Dataset rows:

[START]

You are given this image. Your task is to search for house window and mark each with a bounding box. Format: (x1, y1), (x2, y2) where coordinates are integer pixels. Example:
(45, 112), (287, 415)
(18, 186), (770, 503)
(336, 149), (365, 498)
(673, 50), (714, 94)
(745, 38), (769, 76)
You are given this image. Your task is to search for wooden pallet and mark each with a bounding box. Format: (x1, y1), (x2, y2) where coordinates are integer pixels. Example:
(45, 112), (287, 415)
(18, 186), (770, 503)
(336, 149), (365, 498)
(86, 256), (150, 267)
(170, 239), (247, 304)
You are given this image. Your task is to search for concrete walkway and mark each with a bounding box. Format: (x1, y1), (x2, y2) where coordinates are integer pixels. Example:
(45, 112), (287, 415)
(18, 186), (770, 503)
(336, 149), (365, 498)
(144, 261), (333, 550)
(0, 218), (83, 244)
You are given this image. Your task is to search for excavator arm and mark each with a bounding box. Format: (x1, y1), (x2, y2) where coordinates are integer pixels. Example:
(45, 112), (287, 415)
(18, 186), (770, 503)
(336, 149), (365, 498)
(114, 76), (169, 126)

[END]
[START]

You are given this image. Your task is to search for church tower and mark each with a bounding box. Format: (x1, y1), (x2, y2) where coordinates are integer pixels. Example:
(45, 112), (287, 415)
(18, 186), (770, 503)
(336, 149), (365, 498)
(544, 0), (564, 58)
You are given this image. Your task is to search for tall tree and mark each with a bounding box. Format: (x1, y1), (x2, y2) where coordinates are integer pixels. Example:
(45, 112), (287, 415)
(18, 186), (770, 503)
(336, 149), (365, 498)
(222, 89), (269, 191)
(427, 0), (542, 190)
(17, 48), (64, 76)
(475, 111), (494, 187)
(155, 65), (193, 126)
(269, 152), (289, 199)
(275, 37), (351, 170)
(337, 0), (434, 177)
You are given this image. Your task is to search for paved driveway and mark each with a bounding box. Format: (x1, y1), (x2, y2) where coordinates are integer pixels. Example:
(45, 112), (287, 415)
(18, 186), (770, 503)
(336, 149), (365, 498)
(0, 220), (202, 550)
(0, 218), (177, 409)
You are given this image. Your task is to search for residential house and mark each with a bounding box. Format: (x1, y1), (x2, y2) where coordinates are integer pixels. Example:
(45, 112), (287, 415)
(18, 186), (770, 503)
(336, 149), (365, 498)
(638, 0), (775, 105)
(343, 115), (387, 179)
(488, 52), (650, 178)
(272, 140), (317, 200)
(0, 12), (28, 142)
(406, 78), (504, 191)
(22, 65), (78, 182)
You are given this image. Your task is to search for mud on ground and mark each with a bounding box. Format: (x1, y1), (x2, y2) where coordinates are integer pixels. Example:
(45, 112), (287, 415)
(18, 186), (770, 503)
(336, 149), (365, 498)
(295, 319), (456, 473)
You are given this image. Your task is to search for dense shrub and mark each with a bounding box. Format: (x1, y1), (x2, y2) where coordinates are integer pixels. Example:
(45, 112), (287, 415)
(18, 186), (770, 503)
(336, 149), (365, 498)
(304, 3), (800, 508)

[END]

Update the section that opens with the line containing "search for wooden" and closes with the line containing "(114, 76), (169, 126)" so that "integer pixels" becomes "whole-number pixels" everywhere in it. Return only those lines, with everything else unchanged.

You are given this image. Your task is to search for wooden pallet and mark each with a bounding box. Format: (x1, y1), (x2, y2) where coordinates are whole-number pixels. Example:
(45, 112), (287, 415)
(18, 186), (770, 503)
(336, 149), (365, 498)
(86, 256), (150, 267)
(170, 239), (247, 304)
You are given this image. Your task is to search for concrete walkway and mark each with a bounding box. Format: (x1, y1), (x2, y2) where coordinates are whole-number pixels. Example:
(45, 112), (287, 415)
(18, 186), (770, 503)
(336, 149), (365, 498)
(144, 261), (333, 550)
(0, 218), (83, 244)
You are given this image. Your task is to search for excavator arm and mark each with a bounding box. Format: (x1, y1), (x2, y2) where coordinates are whole-number pixels. Example:
(45, 112), (287, 415)
(18, 186), (770, 503)
(336, 149), (365, 498)
(114, 76), (169, 126)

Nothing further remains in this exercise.